Information provided:

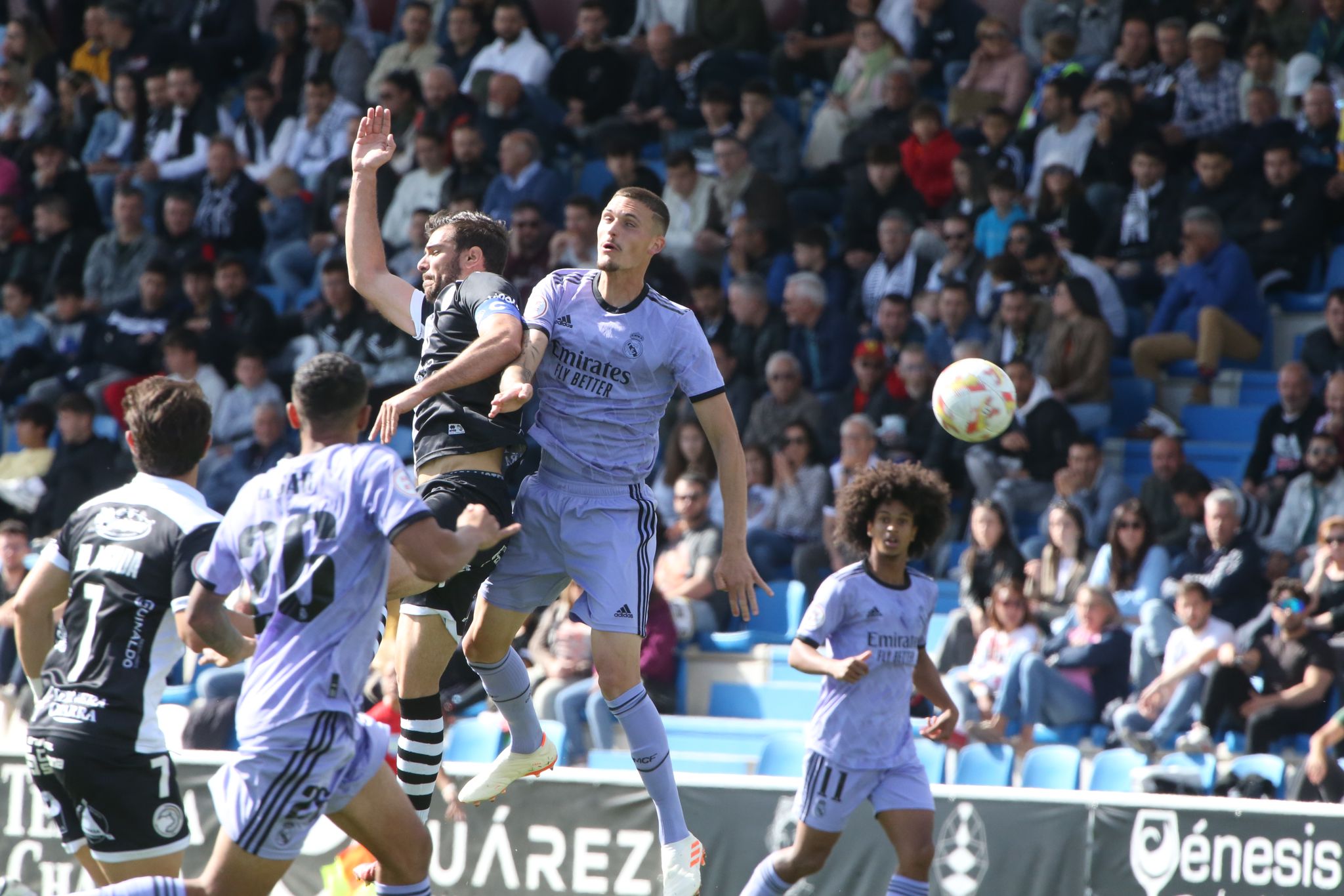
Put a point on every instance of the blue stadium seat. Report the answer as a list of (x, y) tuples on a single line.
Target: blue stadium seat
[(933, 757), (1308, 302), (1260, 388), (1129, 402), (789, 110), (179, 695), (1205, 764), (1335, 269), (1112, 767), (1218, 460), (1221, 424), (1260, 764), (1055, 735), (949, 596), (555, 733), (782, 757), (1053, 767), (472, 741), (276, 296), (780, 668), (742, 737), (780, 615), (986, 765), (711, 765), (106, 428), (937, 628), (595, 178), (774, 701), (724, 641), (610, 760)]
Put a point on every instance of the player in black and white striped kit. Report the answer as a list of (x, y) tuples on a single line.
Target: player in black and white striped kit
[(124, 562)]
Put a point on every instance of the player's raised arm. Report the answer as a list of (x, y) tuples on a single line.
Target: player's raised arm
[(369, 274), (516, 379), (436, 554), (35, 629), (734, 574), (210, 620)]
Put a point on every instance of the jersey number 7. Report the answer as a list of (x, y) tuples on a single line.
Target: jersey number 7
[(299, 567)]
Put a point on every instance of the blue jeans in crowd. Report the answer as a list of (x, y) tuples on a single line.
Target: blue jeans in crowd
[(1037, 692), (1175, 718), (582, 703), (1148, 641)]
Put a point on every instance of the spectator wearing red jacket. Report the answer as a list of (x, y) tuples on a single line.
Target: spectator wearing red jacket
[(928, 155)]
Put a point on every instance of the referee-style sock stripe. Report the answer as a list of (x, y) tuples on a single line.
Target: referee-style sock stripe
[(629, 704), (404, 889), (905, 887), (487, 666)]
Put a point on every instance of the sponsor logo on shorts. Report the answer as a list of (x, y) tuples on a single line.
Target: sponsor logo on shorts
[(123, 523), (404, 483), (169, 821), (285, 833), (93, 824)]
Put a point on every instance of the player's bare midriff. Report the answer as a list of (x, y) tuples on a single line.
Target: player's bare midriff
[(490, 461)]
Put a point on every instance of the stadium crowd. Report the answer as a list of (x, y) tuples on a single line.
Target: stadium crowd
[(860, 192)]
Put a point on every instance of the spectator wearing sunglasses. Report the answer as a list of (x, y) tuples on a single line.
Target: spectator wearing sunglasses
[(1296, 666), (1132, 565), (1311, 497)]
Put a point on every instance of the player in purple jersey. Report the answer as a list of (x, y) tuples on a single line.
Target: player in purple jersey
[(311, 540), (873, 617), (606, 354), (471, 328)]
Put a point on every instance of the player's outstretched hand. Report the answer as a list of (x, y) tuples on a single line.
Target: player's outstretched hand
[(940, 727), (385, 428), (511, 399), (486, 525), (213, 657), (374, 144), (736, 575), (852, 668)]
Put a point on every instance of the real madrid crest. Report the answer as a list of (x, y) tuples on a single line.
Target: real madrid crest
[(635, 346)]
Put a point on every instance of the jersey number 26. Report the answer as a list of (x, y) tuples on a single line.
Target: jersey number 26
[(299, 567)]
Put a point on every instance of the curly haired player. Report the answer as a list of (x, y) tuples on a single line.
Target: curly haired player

==

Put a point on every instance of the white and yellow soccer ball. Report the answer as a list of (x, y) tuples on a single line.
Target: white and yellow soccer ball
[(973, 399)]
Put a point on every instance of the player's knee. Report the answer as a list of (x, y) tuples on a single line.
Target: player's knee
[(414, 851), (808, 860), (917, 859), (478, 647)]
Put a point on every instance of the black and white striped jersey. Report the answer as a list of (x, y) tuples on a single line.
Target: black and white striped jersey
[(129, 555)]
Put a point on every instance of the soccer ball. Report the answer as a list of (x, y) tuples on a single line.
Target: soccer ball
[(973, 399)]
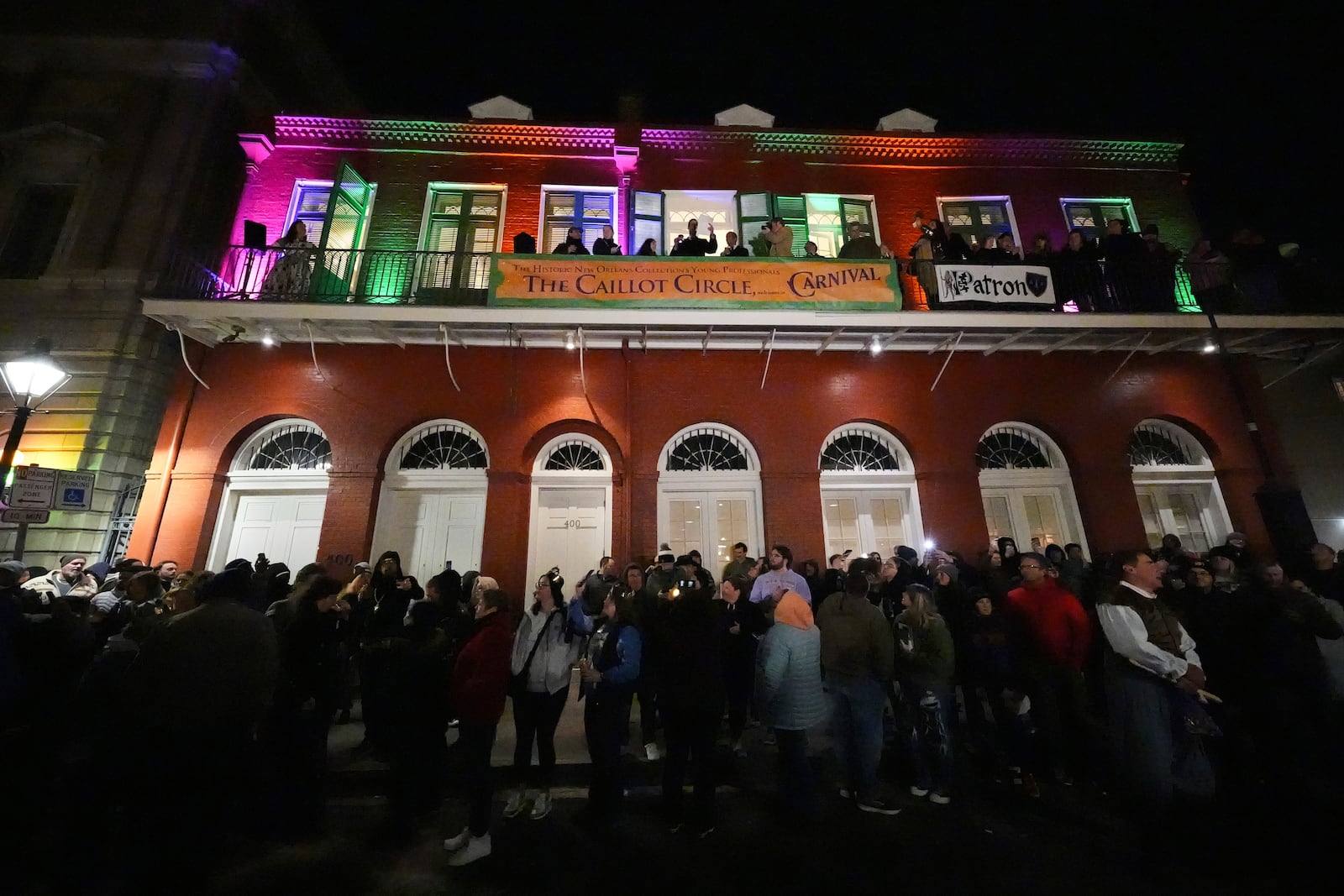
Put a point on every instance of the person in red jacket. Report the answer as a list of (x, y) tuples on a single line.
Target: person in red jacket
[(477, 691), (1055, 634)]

Objective: Can you copy out the lines from the one containing "Put a point on every instance of the blue stadium" through the one containing "641), (610, 760)]", both included, character for character and nothing else?

Exercise response:
Put a point on every instance of the blue stadium seat. Report the answer as a list of (x, y) tuples on a single line.
Target: blue stadium seat
[(933, 757), (1308, 302), (1260, 388), (1129, 402), (789, 110), (179, 695), (1205, 764), (1335, 269), (1112, 767), (1218, 460), (1221, 424), (1260, 764), (1055, 735), (949, 596), (555, 733), (782, 757), (1053, 767), (472, 741), (276, 296), (780, 668), (742, 737), (780, 615), (986, 765), (711, 765), (106, 428), (937, 628), (595, 178), (774, 701), (724, 641), (610, 760)]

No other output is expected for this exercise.